[Start Selected passage]
Injectivity Problems Caused by Iron
Iron compounds play a role in injectivity and formation damage problems in both disposal-well and in reuse applications. One of the important findings is that size exclusion rules used to predict pore throat blockage are not accurate predictors for colloidal iron particles in shale operations. According to accepted size exclusion rules, small particles should be “nonbridging.” In other words, particles that are small compared to the pore throat diameter of the formation should not be able to form a bridge across the pore throat. Yet, operational experience indicates that they do. Thus, colloidal particles do not obey the size exclusion rules.
An understanding of the situation is facilitated by looking at the origin of the size exclusion rules. In 1989, Pautz and Crocker carried out sandpack studies where the sand grain size and contaminant particle diameter were systematically varied. As a result of varying these two variables, pore diameter and permeability were indirectly varied as well. In Fig. 1, the pore diameter is plotted vs. the formation permeability.
From about 1994 through 2000, Bennion et al. (1998, 2000, 1994) defined injection well impairment mechanisms and provided guidelines to prevent impairment and strategies for mitigating impairment when it nevertheless occurs. However, in providing such a comprehensive set of guidelines, one of the important details has been overlooked.
In Fig. 2, Bennion et al. (1998, 2000, 1994) claim that small particles (so-called “nonbridging solids”) do not cause plugging. Size exclusion is the only mechanism considered. This view ignores a large body of work which shows that colloidal size particles, smaller than 1/10th pore throat diameter can cause plugging due to the surface charge, solution chemistry, Brownian motion, and van der Waals forces involved with colloidal particles. Further, the impact of oil wetting of the particles and their transport though the porous media were not accounted for either. Both these factors must be considered for produced water transport through porous media in shale operations. In view of these considerations, size exclusion rules may not be applicable to predict injectivity decline of the saltwater disposal (SWD) wells where colloidal particles are present. The problem is that the Bennion view, which is 20 to 25 years old, is still applied in design work and referenced in the oil and gas literature.
A simplified view of colloidal iron particles would be to say that they can be “sticky.” They stick to formation rock and they stick to each other. In an injection scheme, colloidal iron particles can build up over time and plug pores in the formation rock even though they would be considered to be nonbridging solids according to the size exclusion rules. Iron oxyhydroxides, iron sulfide, and clay particles are common examples of colloidal materials in produced water. Their impact on injection well impairment must be determined at an early stage of field development to avoid costly and frequent stimulation and remediation operations.
[End Selected passage]
[Start Extracted material]
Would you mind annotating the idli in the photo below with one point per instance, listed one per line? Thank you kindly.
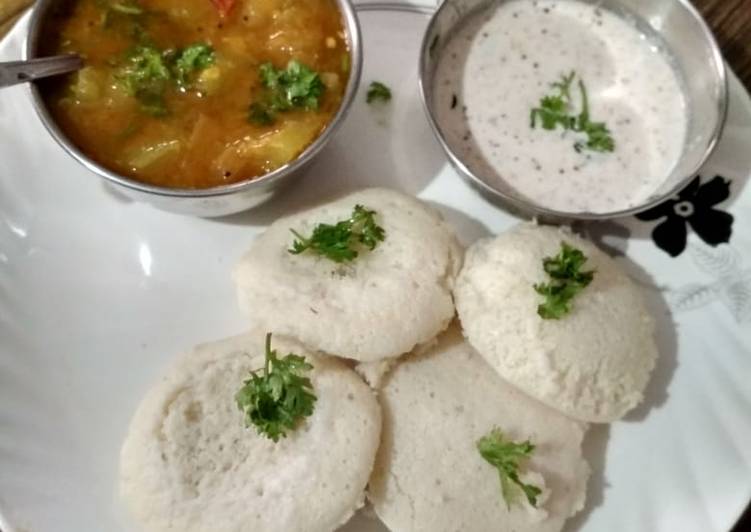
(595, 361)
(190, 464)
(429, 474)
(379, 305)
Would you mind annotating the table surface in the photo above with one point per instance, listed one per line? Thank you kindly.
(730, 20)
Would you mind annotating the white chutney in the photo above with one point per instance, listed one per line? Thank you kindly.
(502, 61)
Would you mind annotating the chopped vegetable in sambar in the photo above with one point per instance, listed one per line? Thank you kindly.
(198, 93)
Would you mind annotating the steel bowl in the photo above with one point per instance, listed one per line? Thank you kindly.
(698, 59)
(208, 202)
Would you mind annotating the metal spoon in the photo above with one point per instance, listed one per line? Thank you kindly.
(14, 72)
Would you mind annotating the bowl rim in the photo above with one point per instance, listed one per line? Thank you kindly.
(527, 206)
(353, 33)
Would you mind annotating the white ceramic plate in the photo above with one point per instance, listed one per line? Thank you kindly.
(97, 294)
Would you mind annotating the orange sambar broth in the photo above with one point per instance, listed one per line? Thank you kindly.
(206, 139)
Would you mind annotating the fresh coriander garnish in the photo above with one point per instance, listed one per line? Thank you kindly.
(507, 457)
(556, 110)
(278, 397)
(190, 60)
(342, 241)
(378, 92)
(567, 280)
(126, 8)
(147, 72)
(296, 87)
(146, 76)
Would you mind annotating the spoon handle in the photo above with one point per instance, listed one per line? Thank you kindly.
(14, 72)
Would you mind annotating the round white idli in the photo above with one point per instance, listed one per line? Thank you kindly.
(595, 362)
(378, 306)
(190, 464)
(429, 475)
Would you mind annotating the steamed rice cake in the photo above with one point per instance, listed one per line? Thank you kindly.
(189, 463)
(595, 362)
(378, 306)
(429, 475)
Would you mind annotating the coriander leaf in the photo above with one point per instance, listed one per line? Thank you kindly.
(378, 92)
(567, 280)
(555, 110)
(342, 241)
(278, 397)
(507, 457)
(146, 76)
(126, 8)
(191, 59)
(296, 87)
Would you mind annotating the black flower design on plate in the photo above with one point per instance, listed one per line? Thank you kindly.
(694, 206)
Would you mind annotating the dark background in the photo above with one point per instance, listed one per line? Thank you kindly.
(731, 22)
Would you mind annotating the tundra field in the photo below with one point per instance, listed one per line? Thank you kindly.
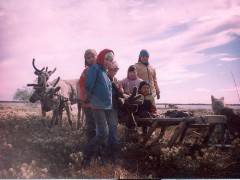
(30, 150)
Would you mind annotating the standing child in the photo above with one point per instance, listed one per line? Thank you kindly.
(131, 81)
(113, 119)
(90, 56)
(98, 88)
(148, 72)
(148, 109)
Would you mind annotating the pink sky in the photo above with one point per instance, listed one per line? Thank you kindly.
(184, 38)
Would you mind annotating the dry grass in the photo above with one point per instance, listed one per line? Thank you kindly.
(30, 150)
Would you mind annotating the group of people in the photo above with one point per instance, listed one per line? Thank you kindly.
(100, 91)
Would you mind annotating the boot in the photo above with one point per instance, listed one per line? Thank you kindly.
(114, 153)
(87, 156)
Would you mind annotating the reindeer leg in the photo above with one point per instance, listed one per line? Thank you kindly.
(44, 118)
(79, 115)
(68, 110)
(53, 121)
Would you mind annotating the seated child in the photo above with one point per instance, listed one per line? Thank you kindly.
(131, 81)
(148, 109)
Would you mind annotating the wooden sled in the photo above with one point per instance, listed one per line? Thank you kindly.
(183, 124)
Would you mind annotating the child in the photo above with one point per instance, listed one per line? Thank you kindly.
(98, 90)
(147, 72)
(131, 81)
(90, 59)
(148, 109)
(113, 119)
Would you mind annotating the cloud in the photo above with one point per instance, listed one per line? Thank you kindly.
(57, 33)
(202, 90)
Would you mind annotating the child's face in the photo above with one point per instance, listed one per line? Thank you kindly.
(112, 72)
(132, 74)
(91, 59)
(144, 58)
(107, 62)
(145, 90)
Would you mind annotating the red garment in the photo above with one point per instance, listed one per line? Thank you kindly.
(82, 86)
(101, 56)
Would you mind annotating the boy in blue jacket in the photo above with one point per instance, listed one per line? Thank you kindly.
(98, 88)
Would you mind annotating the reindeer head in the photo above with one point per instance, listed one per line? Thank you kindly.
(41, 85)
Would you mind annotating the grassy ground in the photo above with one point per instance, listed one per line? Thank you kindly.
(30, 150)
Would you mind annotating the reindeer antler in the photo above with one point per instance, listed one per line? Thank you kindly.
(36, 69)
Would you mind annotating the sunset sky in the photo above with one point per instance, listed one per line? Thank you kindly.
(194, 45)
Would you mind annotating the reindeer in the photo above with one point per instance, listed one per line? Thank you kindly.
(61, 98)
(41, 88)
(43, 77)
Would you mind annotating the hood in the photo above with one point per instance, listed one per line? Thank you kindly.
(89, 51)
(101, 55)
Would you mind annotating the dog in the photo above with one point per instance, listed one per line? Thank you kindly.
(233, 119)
[End Extracted material]
[Start Extracted material]
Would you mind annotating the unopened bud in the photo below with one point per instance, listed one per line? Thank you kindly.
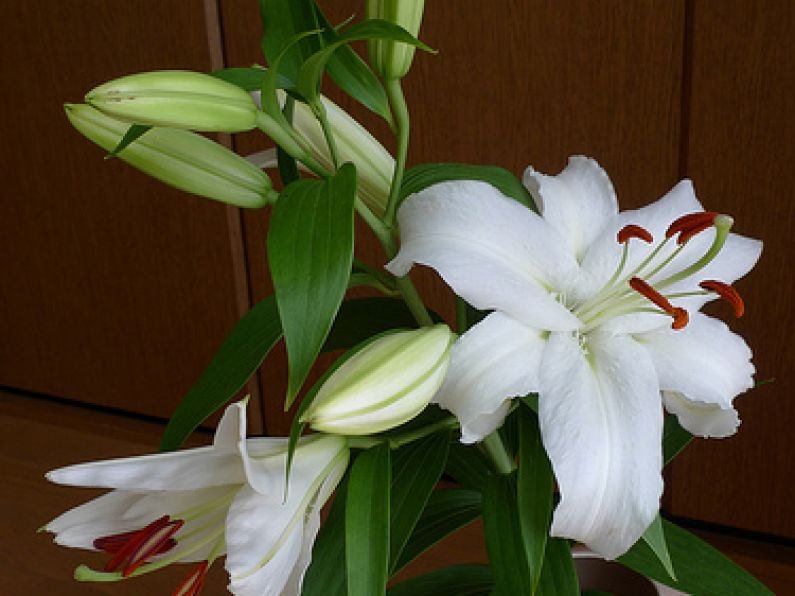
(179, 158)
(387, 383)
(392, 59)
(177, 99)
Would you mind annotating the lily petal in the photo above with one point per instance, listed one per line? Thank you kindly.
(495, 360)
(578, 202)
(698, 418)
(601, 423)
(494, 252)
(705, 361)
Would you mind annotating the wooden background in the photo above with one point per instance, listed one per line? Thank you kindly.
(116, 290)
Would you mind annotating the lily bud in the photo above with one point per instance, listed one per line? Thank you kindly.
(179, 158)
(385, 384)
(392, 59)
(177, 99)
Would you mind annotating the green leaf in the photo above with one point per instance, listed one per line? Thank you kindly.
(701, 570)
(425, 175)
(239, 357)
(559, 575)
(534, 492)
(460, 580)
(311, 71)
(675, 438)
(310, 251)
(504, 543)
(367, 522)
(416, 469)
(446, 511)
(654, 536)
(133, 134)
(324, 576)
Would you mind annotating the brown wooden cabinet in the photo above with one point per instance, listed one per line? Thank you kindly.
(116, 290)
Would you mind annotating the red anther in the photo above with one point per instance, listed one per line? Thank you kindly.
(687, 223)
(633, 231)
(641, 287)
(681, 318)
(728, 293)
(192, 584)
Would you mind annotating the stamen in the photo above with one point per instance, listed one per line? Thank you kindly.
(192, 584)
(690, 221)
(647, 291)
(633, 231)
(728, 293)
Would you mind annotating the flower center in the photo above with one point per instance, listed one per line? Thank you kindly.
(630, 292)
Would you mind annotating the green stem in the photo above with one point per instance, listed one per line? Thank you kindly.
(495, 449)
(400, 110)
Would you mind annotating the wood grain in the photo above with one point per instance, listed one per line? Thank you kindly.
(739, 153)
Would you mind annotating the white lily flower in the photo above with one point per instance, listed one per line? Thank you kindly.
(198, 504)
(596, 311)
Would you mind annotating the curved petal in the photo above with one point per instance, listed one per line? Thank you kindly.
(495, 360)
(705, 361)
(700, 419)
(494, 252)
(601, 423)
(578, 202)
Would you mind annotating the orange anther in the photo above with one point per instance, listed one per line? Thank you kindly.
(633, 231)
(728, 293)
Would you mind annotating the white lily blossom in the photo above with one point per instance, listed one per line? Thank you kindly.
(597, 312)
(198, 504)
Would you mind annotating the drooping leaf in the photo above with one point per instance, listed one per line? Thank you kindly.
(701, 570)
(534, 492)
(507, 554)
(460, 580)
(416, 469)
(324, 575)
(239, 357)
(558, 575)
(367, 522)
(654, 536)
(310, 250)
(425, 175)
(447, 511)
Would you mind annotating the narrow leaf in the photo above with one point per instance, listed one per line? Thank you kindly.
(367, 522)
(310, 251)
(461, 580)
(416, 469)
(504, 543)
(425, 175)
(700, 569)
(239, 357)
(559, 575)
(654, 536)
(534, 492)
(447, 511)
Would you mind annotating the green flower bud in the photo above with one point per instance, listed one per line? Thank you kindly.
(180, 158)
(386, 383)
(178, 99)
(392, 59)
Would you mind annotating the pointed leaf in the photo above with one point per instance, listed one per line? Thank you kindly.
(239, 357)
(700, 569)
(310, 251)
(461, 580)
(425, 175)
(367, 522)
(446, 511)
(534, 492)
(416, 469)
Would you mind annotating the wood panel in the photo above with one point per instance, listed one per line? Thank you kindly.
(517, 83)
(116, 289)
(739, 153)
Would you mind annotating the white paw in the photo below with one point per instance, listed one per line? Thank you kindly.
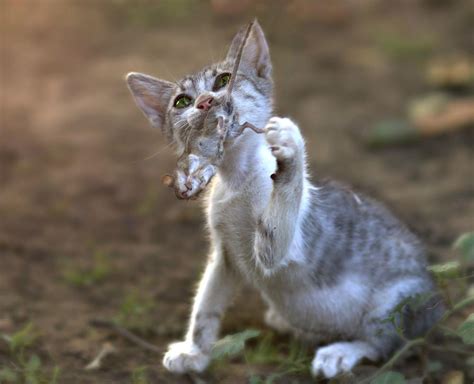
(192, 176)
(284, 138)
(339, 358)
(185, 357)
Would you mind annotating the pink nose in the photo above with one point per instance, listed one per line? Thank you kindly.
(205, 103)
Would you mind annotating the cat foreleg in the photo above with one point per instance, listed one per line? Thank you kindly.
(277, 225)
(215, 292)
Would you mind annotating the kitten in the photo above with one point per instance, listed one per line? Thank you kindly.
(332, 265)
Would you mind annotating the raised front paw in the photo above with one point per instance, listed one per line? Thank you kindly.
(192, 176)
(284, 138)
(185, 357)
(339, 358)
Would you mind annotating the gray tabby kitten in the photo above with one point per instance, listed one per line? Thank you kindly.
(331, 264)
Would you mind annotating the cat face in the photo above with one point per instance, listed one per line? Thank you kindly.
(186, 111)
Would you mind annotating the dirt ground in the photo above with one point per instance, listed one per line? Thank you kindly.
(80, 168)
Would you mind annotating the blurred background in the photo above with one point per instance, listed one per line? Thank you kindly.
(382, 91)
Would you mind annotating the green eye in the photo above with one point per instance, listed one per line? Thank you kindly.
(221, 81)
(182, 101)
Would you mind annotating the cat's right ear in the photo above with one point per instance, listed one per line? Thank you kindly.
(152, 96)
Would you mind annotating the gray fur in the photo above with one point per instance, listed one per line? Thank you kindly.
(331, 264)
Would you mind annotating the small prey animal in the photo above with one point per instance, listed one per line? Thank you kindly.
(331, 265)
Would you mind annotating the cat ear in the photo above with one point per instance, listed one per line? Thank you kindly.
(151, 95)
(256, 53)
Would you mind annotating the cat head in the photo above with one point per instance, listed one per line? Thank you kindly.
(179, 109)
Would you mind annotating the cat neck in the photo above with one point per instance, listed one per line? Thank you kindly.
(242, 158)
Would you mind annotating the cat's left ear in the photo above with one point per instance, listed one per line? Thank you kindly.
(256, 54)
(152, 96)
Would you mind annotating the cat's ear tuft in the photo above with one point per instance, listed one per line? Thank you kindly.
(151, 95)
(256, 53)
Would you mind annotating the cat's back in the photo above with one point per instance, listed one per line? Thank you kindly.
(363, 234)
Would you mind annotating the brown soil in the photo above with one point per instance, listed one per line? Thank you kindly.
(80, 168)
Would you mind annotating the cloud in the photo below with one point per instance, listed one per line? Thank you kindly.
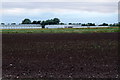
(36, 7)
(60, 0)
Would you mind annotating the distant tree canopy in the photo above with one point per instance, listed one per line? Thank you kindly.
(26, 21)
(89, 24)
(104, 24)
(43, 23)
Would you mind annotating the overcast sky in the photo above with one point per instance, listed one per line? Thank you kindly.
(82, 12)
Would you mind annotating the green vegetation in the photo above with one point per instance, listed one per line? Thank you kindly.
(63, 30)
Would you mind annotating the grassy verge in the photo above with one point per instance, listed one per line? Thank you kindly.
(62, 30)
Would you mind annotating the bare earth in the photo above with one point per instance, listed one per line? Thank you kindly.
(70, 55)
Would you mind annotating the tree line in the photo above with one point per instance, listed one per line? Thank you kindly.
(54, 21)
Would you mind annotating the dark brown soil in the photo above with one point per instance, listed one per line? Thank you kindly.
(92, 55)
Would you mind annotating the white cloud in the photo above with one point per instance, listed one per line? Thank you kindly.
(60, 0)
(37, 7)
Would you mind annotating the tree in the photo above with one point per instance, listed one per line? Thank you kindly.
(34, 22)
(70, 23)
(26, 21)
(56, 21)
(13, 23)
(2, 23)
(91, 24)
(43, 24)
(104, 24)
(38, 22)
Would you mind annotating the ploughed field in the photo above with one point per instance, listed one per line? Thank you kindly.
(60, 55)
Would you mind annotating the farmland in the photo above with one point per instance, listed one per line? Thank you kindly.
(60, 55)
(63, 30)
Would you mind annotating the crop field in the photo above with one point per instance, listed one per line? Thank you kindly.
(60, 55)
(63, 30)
[End Extracted material]
## Exercise tasks
a: Output everything from "Injectivity Problems Caused" down to "obey the size exclusion rules." in the passage on injectivity problems caused by iron, copied word for word.
b: Pick up the text on injectivity problems caused by iron at its final sentence and carry it forward in the same technical voice.

## Task answers
a:
Injectivity Problems Caused by Iron
Iron compounds play a role in injectivity and formation damage problems in both disposal-well and in reuse applications. One of the important findings is that size exclusion rules used to predict pore throat blockage are not accurate predictors for colloidal iron particles in shale operations. According to accepted size exclusion rules, small particles should be “nonbridging.” In other words, particles that are small compared to the pore throat diameter of the formation should not be able to form a bridge across the pore throat. Yet, operational experience indicates that they do. Thus, colloidal particles do not obey the size exclusion rules.

b:
When iron initially oxidizes, it forms a floc of iron oxyhydroxides. These flocs tend to be orange in color, and they tend to trap gas bubbles which causes them to float on the water. They are ubiquitous in the Permian. The floc material cannot be removed by filtration since the filter will plug rapidly. Dissolved gas flotation has been found to work reasonably well. If this floc material is allowed to flow into the injection well, it will cause impairment eventually even though the particles are small. As discussed below, this is a consequence of the colloidal properties of the floc. When impairment occurs, the producer will order an acid job. There is a wide range of operating experience for the SWD wells in the Permian Basin. Some wells do not require frequent remediation to maintain injectivity. Other wells require an acid job every month or two. Note that in most of the water disposal operations, injection is at or above the reservoir fracture pressure.
A typical acid job (well remediation) takes only a few hours and is relatively inexpensive. However, it should be emphasized that the true cost of a remediation job must include costs associated with management of produced water during the time the well is shut in for treatment
Similar effects have been observed in waterflood operations. Potter and Dibble (1985) published a study on the impact of colloidal iron particles on waterflood injectivity. Pore throat plugging due to small iron particles followed the expected plugging behavior of colloidal particles rather than neutral particles that behave according to size exclusion.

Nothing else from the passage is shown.